▸ OBJECTIVE
Repeat every one of the rows below word for word, changing nothing.

▸ DATA ENTRIES
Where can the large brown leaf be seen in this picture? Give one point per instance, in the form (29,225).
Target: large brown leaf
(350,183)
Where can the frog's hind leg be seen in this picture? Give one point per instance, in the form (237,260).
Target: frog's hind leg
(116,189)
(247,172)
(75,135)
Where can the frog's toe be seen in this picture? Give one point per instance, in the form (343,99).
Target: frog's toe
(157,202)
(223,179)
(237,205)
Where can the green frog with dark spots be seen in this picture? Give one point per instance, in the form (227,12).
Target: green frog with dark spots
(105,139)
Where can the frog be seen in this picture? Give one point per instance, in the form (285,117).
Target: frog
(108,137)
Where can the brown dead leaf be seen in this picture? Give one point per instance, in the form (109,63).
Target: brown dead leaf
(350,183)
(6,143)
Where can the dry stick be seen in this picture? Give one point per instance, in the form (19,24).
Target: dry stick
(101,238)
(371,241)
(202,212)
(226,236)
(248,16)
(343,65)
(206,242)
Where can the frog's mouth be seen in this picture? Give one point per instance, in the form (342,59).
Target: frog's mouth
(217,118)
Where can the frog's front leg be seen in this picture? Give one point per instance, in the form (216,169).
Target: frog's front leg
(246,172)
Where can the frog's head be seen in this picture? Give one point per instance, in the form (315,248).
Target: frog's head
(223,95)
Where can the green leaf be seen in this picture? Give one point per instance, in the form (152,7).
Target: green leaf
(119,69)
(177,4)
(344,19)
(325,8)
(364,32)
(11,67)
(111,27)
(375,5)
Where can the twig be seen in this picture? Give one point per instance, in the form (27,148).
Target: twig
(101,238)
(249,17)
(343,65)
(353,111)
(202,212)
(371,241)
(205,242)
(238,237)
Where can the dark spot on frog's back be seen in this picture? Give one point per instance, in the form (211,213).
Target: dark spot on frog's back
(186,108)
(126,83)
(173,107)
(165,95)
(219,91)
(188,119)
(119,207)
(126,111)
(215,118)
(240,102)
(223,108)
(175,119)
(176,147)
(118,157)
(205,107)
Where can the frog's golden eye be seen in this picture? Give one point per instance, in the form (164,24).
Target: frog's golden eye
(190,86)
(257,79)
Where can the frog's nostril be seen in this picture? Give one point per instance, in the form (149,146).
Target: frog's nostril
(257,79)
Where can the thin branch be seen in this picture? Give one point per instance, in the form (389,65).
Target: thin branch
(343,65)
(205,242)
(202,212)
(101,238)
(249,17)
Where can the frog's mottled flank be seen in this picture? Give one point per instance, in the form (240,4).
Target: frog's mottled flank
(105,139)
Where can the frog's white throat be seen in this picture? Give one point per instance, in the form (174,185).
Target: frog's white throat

▸ WRITTEN REPLY
Where can the large brown leaf be seen in this picture? Give one point per instance, in the form (29,225).
Target: large brown leaf
(350,183)
Where can the frog's hind leg be seen in this picture? Give one point per instance, in the form (237,260).
Target: frog's hind leg
(116,189)
(247,172)
(75,135)
Where can the frog's toe be seen in this picture? Give one point per instance, in the form (343,99).
Target: frog's toe
(157,202)
(223,179)
(237,205)
Where can the green frog with dark spots be seen in this picture? Give one point per instance, in the form (227,12).
Target: green frog with dark spots
(105,139)
Where can the frog be seen in this picture? Give one point per instance, in the form (285,117).
Target: frog
(108,137)
Where can the brown dead leaf be seen in this picture? Give one point per instance, in the form (109,63).
Target: brown dead leaf
(350,183)
(6,143)
Where can the dry stick be seen in this picture? Give one point per instance, in the form (19,24).
Target: dry stick
(101,238)
(371,241)
(202,212)
(226,236)
(248,16)
(343,65)
(206,242)
Where can the frog's mouth be seen in this picture? Give one point per instance, in the form (342,59).
Target: frog's mouth
(217,118)
Where can the frog's front leg be seen in this picture? Give one point per instance, in the form (216,169).
Target: frog's front leg
(246,172)
Where can the frog's head be seen in this picture? Give one point per instance, in the form (315,248).
Target: frog's head
(223,95)
Where can the green leaf be seen in this picture? Give one point per instance, in the form (152,7).
Target: green leaf
(119,69)
(177,4)
(344,19)
(325,8)
(364,32)
(11,67)
(111,27)
(375,5)
Where can the twig be seen in this picture? Give one point per instance, in the form (27,148).
Target: twig
(101,238)
(249,17)
(343,65)
(353,111)
(202,212)
(371,241)
(205,242)
(238,237)
Where can the dark spot on frog's back be seen in this picture? Give one point per instance, in the form (211,213).
Target: dark spot on frog's back
(186,108)
(126,83)
(173,107)
(165,95)
(219,91)
(188,119)
(119,207)
(126,111)
(215,118)
(240,102)
(223,108)
(175,119)
(176,147)
(118,157)
(205,107)
Where can the frog's golden eye be seen in this picture? Give one point per instance, in the form (164,24).
Target: frog's golden eye
(190,86)
(257,79)
Where can the frog's nostril be seen in this picture? Give one point per instance, in the form (149,146).
Target: frog's nostril
(257,79)
Where can the thin branch be seen in this picture? Give one point per instance, in the form (389,65).
Target: thin branch
(343,65)
(205,242)
(202,212)
(101,238)
(249,17)
Where can the frog's mottled flank be seen in this picture? Give one point per instance, in the form (240,4).
Target: frog's mottled flank
(105,139)
Where can the frog's white throat be seen in this picture? Give one point per instance, in the form (174,185).
Target: frog's white throat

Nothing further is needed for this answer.